* Set exercise A *
Answer these questions using the text on indexing Crossref data with Solr:
(i) What names are given to the two cores created in the Solr instance?
(ii) How many JSON files make up the Crossref dump?
(iii) What does the id field contain?
* Set exercise B *
Repeat the passage of the text on indexing Crossref data with Solr between "At this point, copy" and "page and doi).", inclusive.
* Set exercise C *
Pick up the text on indexing Crossref data with Solr after its last sentence and continue it.

* Source text *
________
In order to speed up the search process we exploit Solr as search platform.

Download and extract it, then go in solr/bin and run

  • $ ./solr start
  • $ ./solr create -c crossref
  • $ ./solr create -c orcid

Now you should have a Solr instance running with two cores named crossref and orcid, where everything will be stored.

At this point, copy each schema file contained in the schemes directory to {SOLR PATH}/server/solr/<core name>/conf, renaming it to managed-schema.

ETL: Extract Transform Load

This is the procedure of copying data from one or more sources into a destination system which represents the data differently from the source(s) or in a different context than the source(s) [1].

The Crossref dump is composed of 38096 json file, each one containing metadata about 3000 references. The ETL script can handle both the compressed file or the path containing the extracted files.

We need to index these docs, and in order to do that we create a bibref-like string starting from the informations we have (eg: authors, title, short container title, issued, date, volume, issue, page and doi).

The script will create a series of objects having this schema:

{
'id': '10.1002/(sici)1097-0231(199705)11:8<875::aid-rcm934>3.0.co;2-k', 
'bibref': 'James L. Stephenson Scott A. McLuckey , Charge Reduction of Oligonucleotide Anions Via Gas-phase Electron Transfer to Xenon Cations, Rapid Commun. Mass Spectrom., 1997 5 , 10.1002/(sici)1097-0231(199705)11:8<875::aid-rcm934>3.0.co;2-k',
'original': '{"indexed": {"date-parts": [[2020, 3, 25]], "date-time": "2020-03-25T13:50:56Z", "timestamp": 1585144256746}, "reference-count": 0, "publisher": "Wiley", "issue": "8", "license": [{"URL": "http://doi.wiley.com/10.1002/tdm_license_1.1", [...]}'
}

where:

  • id is the unique key field and is the lowercased DOI,
  • bibref is the textual field that is indexed
  • original is the original JSON document in Crossref, that will be returned with a query

At the end of the processing of each json file, the related objects are loaded in Solr.
________
[Coordinate annotation records]
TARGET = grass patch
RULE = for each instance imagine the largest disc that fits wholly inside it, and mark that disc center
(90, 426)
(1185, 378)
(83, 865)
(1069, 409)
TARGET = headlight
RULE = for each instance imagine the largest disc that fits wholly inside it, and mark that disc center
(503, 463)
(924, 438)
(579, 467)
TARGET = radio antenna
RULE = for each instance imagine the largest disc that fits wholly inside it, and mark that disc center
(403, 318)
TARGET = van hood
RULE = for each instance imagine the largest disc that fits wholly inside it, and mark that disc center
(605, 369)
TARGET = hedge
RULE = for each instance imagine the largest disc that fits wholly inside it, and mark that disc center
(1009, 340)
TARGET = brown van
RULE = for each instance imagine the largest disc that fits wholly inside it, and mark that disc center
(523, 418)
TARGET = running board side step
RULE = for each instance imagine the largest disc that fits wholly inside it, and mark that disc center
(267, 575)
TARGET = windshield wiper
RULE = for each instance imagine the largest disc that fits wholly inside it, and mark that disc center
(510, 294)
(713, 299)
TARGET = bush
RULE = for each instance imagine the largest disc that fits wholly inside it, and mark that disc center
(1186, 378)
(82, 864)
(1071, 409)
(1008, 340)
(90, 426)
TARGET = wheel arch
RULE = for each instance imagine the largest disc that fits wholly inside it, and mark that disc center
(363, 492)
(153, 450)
________
* Exercise output A *
(i) crossref and orcid
(ii) 38096
(iii) The lowercased DOI, which serves as the unique key field.

* Exercise output B *
At this point, copy each schema file contained in the schemes directory to {SOLR PATH}/server/solr/<core name>/conf, renaming it to managed-schema.

ETL: Extract Transform Load

This is the procedure of copying data from one or more sources into a destination system which represents the data differently from the source(s) or in a different context than the source(s) [1].

The Crossref dump is composed of 38096 json file, each one containing metadata about 3000 references. The ETL script can handle both the compressed file or the path containing the extracted files.

We need to index these docs, and in order to do that we create a bibref-like string starting from the informations we have (eg: authors, title, short container title, issued, date, volume, issue, page and doi).

* Exercise output C *
The ORCID dump is composed of many compressed tar.gz files. We're interested only in ORCID_<year>_summaries.tar.gz: get it from its website, and specify the reference to the file when you run the process.

The schema that we're using for the ORCID is the following:

"id":"10.1590/0102-4698186748",
"authors":"[{\"orcid\": \"0000-0003-1789-8243\", \"given_names\": \"Vinicius\", \"family_name\": \"Machado de Oliveira\"}]",

where:

  • id is a DOI (unique key)
  • authors is a stored field containing a list of authors, each object composed of an orcid, a given_name and a family_name.

How to start ETL Crossref

First of all, be sure that Solr is up and running. Then, chose if you want to work with an already extracted dump file or directly with the compressed dump. You'll have to specify some parameters:

  • source: can be 'path' if you want to specify the extracted path or 'compressed' if you want to specify the compressed filename
  • path: the path of the already extracted json (if 'path' is chosen as source)
  • dump_filename: the absolute file reference of the dump
  • solr_address: the address of the Solr server (if running in local, keep it as it is),

So if you want to run it on an folder where it can find all the extracted jsons: python3 ETL_Crossref.py "/full/path/to/extracted" 'path' '' "http://localhost:8983/solr/crossref"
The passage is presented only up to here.